Work to do: Extract each line of the material that follows exactly and omit its pictures.

Excerpted data:
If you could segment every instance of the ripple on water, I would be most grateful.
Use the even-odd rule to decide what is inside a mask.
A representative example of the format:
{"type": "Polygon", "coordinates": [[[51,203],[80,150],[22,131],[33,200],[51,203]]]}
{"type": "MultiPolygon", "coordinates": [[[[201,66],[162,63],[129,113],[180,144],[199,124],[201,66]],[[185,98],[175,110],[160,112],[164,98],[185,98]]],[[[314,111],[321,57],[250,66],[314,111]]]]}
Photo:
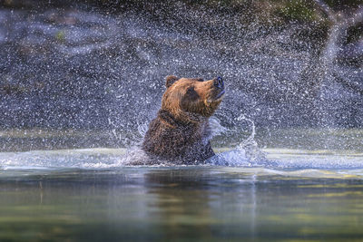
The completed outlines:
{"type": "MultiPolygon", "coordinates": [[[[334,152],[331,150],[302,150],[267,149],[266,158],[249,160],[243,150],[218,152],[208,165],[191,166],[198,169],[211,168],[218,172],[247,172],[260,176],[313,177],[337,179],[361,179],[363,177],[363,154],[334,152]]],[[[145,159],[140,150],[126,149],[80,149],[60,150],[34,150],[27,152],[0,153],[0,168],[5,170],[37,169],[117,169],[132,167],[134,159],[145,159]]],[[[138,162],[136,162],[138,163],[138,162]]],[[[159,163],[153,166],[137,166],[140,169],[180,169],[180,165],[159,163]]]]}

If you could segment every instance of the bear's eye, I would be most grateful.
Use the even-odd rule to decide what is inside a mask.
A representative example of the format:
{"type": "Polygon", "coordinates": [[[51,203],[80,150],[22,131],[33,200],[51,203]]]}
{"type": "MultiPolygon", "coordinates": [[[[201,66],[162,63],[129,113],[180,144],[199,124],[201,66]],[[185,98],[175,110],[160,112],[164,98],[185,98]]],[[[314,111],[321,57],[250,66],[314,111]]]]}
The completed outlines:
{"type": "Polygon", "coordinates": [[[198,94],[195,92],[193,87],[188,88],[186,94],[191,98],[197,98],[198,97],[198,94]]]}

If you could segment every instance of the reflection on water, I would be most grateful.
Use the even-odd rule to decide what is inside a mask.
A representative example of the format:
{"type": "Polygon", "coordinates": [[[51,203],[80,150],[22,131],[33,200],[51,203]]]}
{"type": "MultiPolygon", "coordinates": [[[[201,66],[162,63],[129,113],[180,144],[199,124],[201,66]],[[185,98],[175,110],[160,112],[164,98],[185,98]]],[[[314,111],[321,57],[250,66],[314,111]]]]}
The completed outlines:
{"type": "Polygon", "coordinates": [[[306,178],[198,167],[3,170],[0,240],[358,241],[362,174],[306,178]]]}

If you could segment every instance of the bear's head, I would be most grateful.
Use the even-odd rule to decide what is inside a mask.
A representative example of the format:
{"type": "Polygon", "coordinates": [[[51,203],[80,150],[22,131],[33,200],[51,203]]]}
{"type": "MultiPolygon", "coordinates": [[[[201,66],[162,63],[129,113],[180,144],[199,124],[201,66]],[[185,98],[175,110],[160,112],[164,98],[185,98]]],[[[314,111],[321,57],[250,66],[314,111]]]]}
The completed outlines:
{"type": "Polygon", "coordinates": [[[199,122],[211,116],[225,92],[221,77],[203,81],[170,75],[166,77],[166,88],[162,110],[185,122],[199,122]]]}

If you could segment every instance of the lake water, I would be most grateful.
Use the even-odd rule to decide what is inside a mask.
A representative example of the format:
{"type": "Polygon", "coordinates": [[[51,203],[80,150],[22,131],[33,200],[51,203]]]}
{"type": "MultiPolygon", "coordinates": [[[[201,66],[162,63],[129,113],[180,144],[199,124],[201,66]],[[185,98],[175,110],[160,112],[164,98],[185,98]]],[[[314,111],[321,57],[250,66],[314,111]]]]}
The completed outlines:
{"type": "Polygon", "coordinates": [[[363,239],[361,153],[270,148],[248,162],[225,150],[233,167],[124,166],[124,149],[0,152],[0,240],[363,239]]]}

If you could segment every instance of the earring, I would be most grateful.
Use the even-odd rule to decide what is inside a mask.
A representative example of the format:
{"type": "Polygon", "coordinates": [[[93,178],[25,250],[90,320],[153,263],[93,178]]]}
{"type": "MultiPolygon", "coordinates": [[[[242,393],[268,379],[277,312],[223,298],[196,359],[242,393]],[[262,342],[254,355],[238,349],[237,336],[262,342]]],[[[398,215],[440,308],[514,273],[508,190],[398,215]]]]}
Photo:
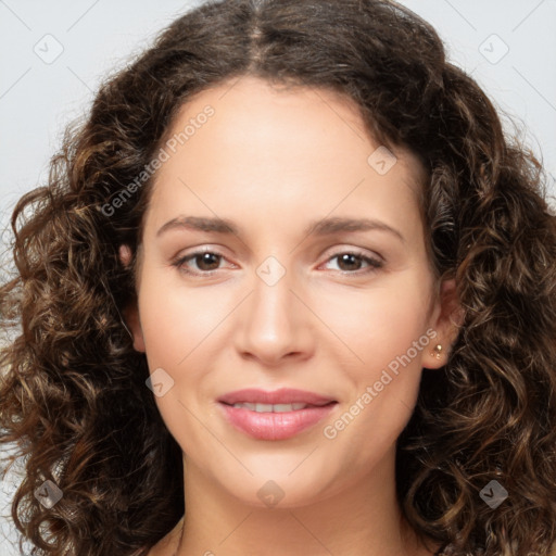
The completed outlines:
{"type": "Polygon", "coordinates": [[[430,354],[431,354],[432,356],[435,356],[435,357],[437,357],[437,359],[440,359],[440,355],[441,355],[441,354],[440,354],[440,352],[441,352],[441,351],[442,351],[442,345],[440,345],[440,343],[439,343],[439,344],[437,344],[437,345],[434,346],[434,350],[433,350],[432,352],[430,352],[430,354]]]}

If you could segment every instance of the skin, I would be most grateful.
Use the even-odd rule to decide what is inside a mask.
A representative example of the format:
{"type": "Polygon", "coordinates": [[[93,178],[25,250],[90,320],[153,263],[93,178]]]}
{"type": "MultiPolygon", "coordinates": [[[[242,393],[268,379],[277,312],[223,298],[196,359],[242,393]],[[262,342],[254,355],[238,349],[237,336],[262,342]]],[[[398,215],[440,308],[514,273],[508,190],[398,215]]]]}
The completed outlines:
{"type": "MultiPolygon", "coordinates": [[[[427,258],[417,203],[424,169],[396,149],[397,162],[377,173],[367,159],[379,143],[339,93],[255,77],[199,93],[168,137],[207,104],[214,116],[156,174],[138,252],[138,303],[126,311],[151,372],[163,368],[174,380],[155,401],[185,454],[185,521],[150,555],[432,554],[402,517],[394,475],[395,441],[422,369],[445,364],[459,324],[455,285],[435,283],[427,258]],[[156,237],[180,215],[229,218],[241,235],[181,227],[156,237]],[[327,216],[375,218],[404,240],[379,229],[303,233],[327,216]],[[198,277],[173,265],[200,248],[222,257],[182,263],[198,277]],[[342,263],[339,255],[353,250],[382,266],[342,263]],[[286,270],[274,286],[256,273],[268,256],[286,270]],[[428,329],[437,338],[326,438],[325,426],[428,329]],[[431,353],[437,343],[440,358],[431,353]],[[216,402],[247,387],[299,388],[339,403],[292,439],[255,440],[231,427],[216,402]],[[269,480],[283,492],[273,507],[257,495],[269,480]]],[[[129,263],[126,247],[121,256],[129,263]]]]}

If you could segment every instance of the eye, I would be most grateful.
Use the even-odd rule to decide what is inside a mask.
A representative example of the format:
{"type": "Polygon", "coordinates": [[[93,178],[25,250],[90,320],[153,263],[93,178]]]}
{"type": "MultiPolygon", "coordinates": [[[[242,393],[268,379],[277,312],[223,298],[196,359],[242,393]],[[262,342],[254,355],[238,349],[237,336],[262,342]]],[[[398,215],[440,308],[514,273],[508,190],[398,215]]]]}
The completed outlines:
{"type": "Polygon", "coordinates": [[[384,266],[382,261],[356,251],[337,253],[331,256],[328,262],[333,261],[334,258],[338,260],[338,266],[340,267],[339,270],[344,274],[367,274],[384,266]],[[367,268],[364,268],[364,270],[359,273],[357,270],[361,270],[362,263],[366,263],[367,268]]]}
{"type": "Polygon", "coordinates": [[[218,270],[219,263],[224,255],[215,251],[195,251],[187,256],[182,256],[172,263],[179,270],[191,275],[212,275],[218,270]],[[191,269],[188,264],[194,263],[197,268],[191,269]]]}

Output below:
If you could segment every instance of the ripple on water, I would be most grateful.
Use the even-odd rule to decide what is inside a mask.
A representative example of the format:
{"type": "Polygon", "coordinates": [[[51,203],[80,150],[22,131],[33,200],[51,203]]]}
{"type": "MultiPolygon", "coordinates": [[[[201,66],[162,63],[129,113],[180,144],[199,124],[201,66]],[[185,98],[175,110],[160,112],[164,98],[185,98]]],[[[314,111],[321,57],[250,66],[314,111]]]]}
Photo:
The completed outlines:
{"type": "MultiPolygon", "coordinates": [[[[334,152],[331,150],[302,150],[267,149],[266,158],[249,160],[243,150],[218,152],[208,165],[191,166],[198,169],[211,168],[218,172],[247,172],[260,176],[313,177],[337,179],[361,179],[363,177],[363,154],[334,152]]],[[[145,159],[140,150],[126,149],[80,149],[60,150],[34,150],[27,152],[0,153],[0,168],[5,170],[37,169],[117,169],[132,167],[134,159],[145,159]]],[[[138,162],[136,162],[138,163],[138,162]]],[[[159,163],[153,166],[137,166],[140,169],[180,169],[180,165],[159,163]]]]}

If you could segment every instance of the bear's eye, I would be most grateful.
Use the even-odd rule to decide what is inside a mask.
A representative example of the format:
{"type": "Polygon", "coordinates": [[[51,203],[80,150],[22,131],[33,200],[51,203]]]}
{"type": "MultiPolygon", "coordinates": [[[[201,66],[162,63],[129,113],[180,144],[199,124],[201,66]],[[185,98],[175,110],[160,112],[164,98],[185,98]]],[[[314,111],[321,57],[250,66],[314,111]]]]}
The completed outlines:
{"type": "Polygon", "coordinates": [[[198,94],[195,92],[193,87],[188,88],[186,94],[191,98],[197,98],[198,97],[198,94]]]}

If you could segment every instance of the reflection on water, I would be most grateful.
Use the even-odd rule to decide what is inside a mask.
A representative example of the format:
{"type": "Polygon", "coordinates": [[[51,203],[80,150],[22,131],[33,200],[51,203]]]}
{"type": "MultiPolygon", "coordinates": [[[[201,66],[162,63],[129,113],[180,144],[199,124],[201,66]],[[185,98],[175,110],[160,112],[164,98],[185,98]]],[[[314,111],[321,57],[250,66],[314,111]]]]}
The completed outlines:
{"type": "Polygon", "coordinates": [[[306,178],[198,167],[3,170],[0,240],[358,241],[362,174],[306,178]]]}

If you could segment every instance of the bear's head, I would be most grateful.
Use the even-odd rule to decide what is inside a mask.
A representative example of the format:
{"type": "Polygon", "coordinates": [[[51,203],[80,150],[22,131],[33,200],[51,203]]]}
{"type": "MultiPolygon", "coordinates": [[[[201,66],[162,63],[129,113],[180,144],[199,124],[201,66]],[[185,98],[175,110],[160,112],[164,98],[185,98]]],[[[314,111],[321,57],[250,66],[314,111]]]]}
The completed outlines:
{"type": "Polygon", "coordinates": [[[199,122],[211,116],[225,92],[221,77],[203,81],[170,75],[166,77],[166,88],[162,110],[185,122],[199,122]]]}

If you could segment every instance of the lake water, I would be most grateful.
Use the even-odd rule to decide what is inside a mask.
A representative example of the format:
{"type": "Polygon", "coordinates": [[[51,203],[80,150],[22,131],[33,200],[51,203]]]}
{"type": "MultiPolygon", "coordinates": [[[[201,66],[162,63],[129,113],[180,144],[199,124],[201,66]],[[185,98],[175,110],[160,112],[164,98],[185,98]]],[[[314,111],[321,57],[250,66],[314,111]]]]}
The completed outlines:
{"type": "Polygon", "coordinates": [[[363,239],[361,153],[270,148],[248,162],[225,150],[233,167],[124,166],[124,149],[0,152],[0,240],[363,239]]]}

If you could segment every instance of the earring, I would be most grateful.
Use the even-odd rule to decide what is inside a mask.
A representative example of the format:
{"type": "Polygon", "coordinates": [[[93,178],[25,250],[90,320],[153,263],[93,178]]]}
{"type": "MultiPolygon", "coordinates": [[[[242,393],[268,379],[277,312],[223,298],[196,359],[242,393]],[[262,342],[254,355],[238,349],[237,336],[262,342]]],[[[398,215],[440,308],[514,273],[508,190],[398,215]]]]}
Photo:
The completed outlines:
{"type": "Polygon", "coordinates": [[[430,354],[431,354],[432,356],[435,356],[435,357],[437,357],[437,359],[440,359],[440,355],[441,355],[441,354],[440,354],[440,352],[441,352],[441,351],[442,351],[442,345],[440,345],[440,343],[439,343],[439,344],[437,344],[437,345],[434,346],[434,350],[433,350],[432,352],[430,352],[430,354]]]}

If you could segment every instance of the skin, I would be most grateful.
Use the even-odd rule to decide what is inside a mask.
A representative example of the format:
{"type": "Polygon", "coordinates": [[[93,178],[25,250],[90,320],[153,263],[93,178]]]}
{"type": "MultiPolygon", "coordinates": [[[[242,393],[268,379],[277,312],[223,298],[196,359],[242,393]],[[262,342],[254,355],[238,349],[237,336],[262,342]]],[[[398,215],[440,308],[514,273],[508,190],[398,215]]]]}
The completed outlines:
{"type": "MultiPolygon", "coordinates": [[[[427,258],[417,203],[424,169],[396,149],[397,162],[377,173],[367,159],[379,143],[339,93],[255,77],[199,93],[168,137],[207,104],[214,116],[156,174],[138,252],[138,303],[126,311],[151,372],[163,368],[174,380],[155,401],[185,454],[185,521],[150,555],[432,554],[402,517],[394,475],[395,441],[422,369],[445,364],[459,324],[455,285],[435,283],[427,258]],[[156,237],[180,215],[229,218],[241,235],[181,227],[156,237]],[[327,216],[375,218],[404,240],[379,229],[303,233],[327,216]],[[198,277],[173,265],[200,248],[222,257],[182,263],[198,277]],[[342,263],[339,255],[353,250],[382,266],[342,263]],[[286,270],[274,286],[256,273],[268,256],[286,270]],[[428,329],[437,338],[326,438],[325,426],[428,329]],[[431,353],[437,343],[440,358],[431,353]],[[216,402],[247,387],[299,388],[339,403],[292,439],[255,440],[231,427],[216,402]],[[269,480],[283,492],[273,507],[257,495],[269,480]]],[[[129,263],[126,247],[121,256],[129,263]]]]}

If you could segment every instance of the eye, I would be most grateful.
Use the even-odd rule to decide what is inside a mask.
A representative example of the format:
{"type": "Polygon", "coordinates": [[[93,178],[25,250],[90,320],[153,263],[93,178]]]}
{"type": "MultiPolygon", "coordinates": [[[[242,393],[268,379],[277,312],[223,298],[196,359],[242,393]],[[262,342],[254,355],[238,349],[237,336],[262,342]]],[[[398,215],[440,308],[514,273],[508,190],[398,215]]]]}
The completed outlines:
{"type": "Polygon", "coordinates": [[[384,266],[382,261],[356,251],[337,253],[331,256],[328,262],[333,261],[334,258],[338,260],[338,266],[340,267],[339,270],[344,274],[367,274],[384,266]],[[367,268],[364,268],[364,270],[359,273],[357,270],[361,270],[362,263],[366,263],[367,268]]]}
{"type": "Polygon", "coordinates": [[[218,270],[219,263],[224,255],[215,251],[195,251],[187,256],[182,256],[172,263],[179,270],[191,275],[212,275],[218,270]],[[191,269],[188,264],[194,263],[197,268],[191,269]]]}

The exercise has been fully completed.